■ Problem description
Please gather every line from the items below that contains the word "stone", copying each one in full.

■ Task material
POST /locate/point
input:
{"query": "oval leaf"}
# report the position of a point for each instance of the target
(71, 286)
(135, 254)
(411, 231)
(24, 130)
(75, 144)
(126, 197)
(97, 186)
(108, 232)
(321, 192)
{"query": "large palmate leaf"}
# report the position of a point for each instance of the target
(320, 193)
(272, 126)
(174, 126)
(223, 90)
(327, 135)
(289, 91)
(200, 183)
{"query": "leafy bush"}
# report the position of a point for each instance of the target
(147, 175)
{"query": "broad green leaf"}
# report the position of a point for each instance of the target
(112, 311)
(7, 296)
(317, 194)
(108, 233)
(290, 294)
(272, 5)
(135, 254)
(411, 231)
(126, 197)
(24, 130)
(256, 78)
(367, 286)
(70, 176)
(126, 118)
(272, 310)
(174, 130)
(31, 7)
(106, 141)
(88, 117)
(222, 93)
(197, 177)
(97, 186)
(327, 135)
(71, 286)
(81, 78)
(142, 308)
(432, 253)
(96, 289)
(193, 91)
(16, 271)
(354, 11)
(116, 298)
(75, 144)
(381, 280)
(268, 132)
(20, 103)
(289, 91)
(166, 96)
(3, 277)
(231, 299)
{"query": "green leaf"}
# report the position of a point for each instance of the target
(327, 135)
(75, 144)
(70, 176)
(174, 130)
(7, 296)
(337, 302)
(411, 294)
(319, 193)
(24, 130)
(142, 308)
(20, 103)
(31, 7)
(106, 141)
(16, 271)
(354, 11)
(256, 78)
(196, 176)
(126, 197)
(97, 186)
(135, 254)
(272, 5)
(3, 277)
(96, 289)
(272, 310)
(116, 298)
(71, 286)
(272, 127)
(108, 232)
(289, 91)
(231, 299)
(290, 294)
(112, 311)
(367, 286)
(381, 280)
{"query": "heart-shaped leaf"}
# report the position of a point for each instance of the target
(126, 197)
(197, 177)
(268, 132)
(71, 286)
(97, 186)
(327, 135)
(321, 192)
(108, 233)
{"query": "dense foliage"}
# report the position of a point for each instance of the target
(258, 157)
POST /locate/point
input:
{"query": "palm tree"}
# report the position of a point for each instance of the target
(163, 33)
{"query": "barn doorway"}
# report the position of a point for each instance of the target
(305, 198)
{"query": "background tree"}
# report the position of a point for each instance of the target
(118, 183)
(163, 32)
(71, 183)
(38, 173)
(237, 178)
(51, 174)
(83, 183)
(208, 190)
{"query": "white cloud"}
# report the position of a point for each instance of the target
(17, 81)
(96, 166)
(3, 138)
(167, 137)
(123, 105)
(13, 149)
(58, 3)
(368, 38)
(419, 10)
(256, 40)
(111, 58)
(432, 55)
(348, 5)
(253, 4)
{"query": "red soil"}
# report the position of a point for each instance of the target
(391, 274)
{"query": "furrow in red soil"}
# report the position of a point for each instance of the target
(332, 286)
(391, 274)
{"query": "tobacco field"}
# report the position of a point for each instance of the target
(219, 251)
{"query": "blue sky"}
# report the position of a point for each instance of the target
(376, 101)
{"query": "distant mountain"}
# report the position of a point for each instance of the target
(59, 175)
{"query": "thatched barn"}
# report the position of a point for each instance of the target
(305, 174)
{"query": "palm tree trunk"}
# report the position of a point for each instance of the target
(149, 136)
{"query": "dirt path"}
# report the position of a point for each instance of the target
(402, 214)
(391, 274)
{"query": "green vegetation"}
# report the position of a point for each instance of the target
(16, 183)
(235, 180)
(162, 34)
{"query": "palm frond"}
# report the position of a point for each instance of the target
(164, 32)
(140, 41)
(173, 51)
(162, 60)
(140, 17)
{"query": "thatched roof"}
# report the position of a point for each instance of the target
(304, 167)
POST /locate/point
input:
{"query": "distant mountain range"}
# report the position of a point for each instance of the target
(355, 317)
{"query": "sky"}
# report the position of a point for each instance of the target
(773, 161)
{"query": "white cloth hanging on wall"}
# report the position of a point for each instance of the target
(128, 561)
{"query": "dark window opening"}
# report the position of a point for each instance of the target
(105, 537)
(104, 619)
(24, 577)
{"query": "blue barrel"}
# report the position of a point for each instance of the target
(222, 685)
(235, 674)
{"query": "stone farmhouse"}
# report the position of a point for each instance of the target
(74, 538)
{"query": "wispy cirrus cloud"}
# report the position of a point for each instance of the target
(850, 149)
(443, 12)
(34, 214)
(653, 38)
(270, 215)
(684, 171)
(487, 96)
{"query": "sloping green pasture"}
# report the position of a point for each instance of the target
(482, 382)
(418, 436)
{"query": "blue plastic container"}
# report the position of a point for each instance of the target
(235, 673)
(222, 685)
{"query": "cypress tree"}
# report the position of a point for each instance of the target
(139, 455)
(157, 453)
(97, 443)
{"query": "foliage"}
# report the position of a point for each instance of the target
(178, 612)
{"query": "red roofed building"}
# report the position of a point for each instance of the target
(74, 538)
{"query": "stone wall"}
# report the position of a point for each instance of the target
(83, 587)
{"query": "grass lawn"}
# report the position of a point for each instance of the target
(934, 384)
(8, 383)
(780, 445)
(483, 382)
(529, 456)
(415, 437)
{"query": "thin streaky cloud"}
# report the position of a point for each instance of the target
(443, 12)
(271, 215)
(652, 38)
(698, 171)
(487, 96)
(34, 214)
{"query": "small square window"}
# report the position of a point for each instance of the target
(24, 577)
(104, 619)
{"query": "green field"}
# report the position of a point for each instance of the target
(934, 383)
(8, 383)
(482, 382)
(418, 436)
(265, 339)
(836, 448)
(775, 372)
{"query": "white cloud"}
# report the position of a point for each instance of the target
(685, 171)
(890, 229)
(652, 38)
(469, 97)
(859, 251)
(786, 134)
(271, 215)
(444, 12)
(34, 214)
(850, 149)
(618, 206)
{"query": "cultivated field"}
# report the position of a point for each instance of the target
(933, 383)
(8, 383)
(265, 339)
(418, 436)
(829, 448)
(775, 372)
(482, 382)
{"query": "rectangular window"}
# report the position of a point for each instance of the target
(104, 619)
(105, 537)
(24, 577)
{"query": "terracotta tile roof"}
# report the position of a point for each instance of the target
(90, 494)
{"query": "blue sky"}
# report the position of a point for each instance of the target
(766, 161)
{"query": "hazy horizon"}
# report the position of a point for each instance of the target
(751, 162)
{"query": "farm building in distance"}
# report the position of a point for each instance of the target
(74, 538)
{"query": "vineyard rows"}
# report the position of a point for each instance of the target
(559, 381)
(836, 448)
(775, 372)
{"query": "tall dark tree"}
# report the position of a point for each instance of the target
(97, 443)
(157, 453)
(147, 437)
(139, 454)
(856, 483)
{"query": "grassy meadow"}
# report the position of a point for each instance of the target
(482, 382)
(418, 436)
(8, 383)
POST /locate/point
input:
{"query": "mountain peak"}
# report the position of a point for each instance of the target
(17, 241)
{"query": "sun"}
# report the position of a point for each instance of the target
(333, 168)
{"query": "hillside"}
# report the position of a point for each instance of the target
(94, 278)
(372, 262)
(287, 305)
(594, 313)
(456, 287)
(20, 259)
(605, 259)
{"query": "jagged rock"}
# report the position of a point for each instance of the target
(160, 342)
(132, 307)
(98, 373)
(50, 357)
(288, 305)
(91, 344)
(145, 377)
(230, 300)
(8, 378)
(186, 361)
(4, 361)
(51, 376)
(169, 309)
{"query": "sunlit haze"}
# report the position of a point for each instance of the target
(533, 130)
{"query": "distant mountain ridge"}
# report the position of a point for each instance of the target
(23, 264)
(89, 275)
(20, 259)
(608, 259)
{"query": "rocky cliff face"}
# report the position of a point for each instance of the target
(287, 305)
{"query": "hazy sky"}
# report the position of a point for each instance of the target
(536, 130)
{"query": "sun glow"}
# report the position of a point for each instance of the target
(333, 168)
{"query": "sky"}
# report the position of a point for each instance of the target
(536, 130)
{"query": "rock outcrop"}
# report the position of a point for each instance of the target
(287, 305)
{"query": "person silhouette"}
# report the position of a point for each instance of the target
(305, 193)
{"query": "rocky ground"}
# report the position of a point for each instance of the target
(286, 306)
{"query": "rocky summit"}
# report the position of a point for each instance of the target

■ Exercise solution
{"query": "stone farmhouse"}
{"query": "stone wall"}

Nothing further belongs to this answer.